-------- PROVIDED PASSAGE --------
A general methodology to measure the LHCE of solid materials

Light-to-heat conversion has been intensively investigated due to the potential applications including photothermal therapy and solar energy harvesting. Light-to-heat conversion efficiency (LHCE) is the most important figure of merit for evaluating photothermal materials, such as organic molecules, carbon-based materials and nanocrystals. Based on the heat balance equation, a few methodologies have been successfully developed to measure LHCE of colloidal nanocrystal solution. Although, these methods have been further improved by other researchers, the accuracy is still on debate due to overestimation of the mass term of measurement system as well as the imprecision fitting of heat dissipation coefficient. In addition, most of the reported methodologies are limited to colloidal solutions.

In a new paper published in Light Science & Application, Kai GU and Haizheng ZHONG from Beijing Institute of Technology have developed a general methodology to measure the LHCE of solid materials. They proposed a photothermal and electrothermal equivalence (PEE) method that simulates the laser heating process with electric heating process. In electrothermal measurement, the heat dissipation coefficient of the sample can be derived under a known electric power by performing a linear fitting at thermal equilibrium. In photothermal measurement, the maximum temperature change of the sample is monitored under laser heating to calculate the LHCE. The versatility of the PEE method was investigated for various organic and inorganic photothermal materials, including Au nanorods, graphene and PbSe nanocrystals, etc. Furthermore, they discussed the error and reliability of the PEE method and deviations from assumptions to demonstrate the advantages of the PEE method.
-------- DATA SUPPLIED --------
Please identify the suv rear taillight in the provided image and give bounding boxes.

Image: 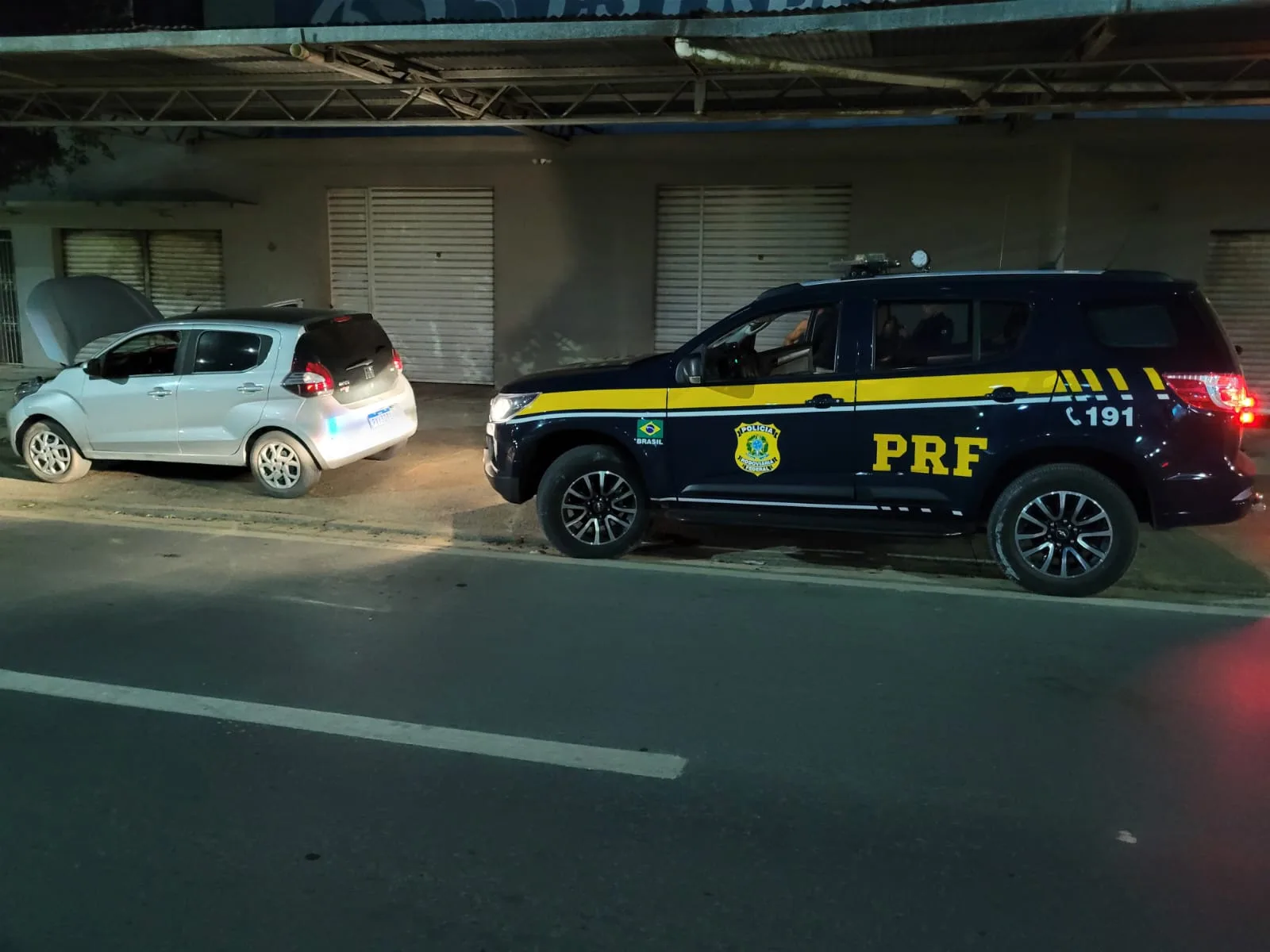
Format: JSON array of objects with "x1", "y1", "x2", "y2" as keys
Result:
[
  {"x1": 282, "y1": 360, "x2": 335, "y2": 396},
  {"x1": 1160, "y1": 373, "x2": 1253, "y2": 416}
]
--------
* _ACTIVITY 1_
Translate this sentence from the LHCE passage into Spanish: "In photothermal measurement, the maximum temperature change of the sample is monitored under laser heating to calculate the LHCE."
* _ACTIVITY 2_
Quote the LHCE passage from "Light-to-heat conversion has" up to and including "to colloidal solutions.".
Base your answers only on the LHCE passage.

* _WRITTEN REPLY 1_
En la medición fototérmica, se monitorea el cambio máximo de temperatura de la muestra bajo calentamiento láser para calcular la LHCE.

* _WRITTEN REPLY 2_
Light-to-heat conversion has been intensively investigated due to the potential applications including photothermal therapy and solar energy harvesting. Light-to-heat conversion efficiency (LHCE) is the most important figure of merit for evaluating photothermal materials, such as organic molecules, carbon-based materials and nanocrystals. Based on the heat balance equation, a few methodologies have been successfully developed to measure LHCE of colloidal nanocrystal solution. Although, these methods have been further improved by other researchers, the accuracy is still on debate due to overestimation of the mass term of measurement system as well as the imprecision fitting of heat dissipation coefficient. In addition, most of the reported methodologies are limited to colloidal solutions.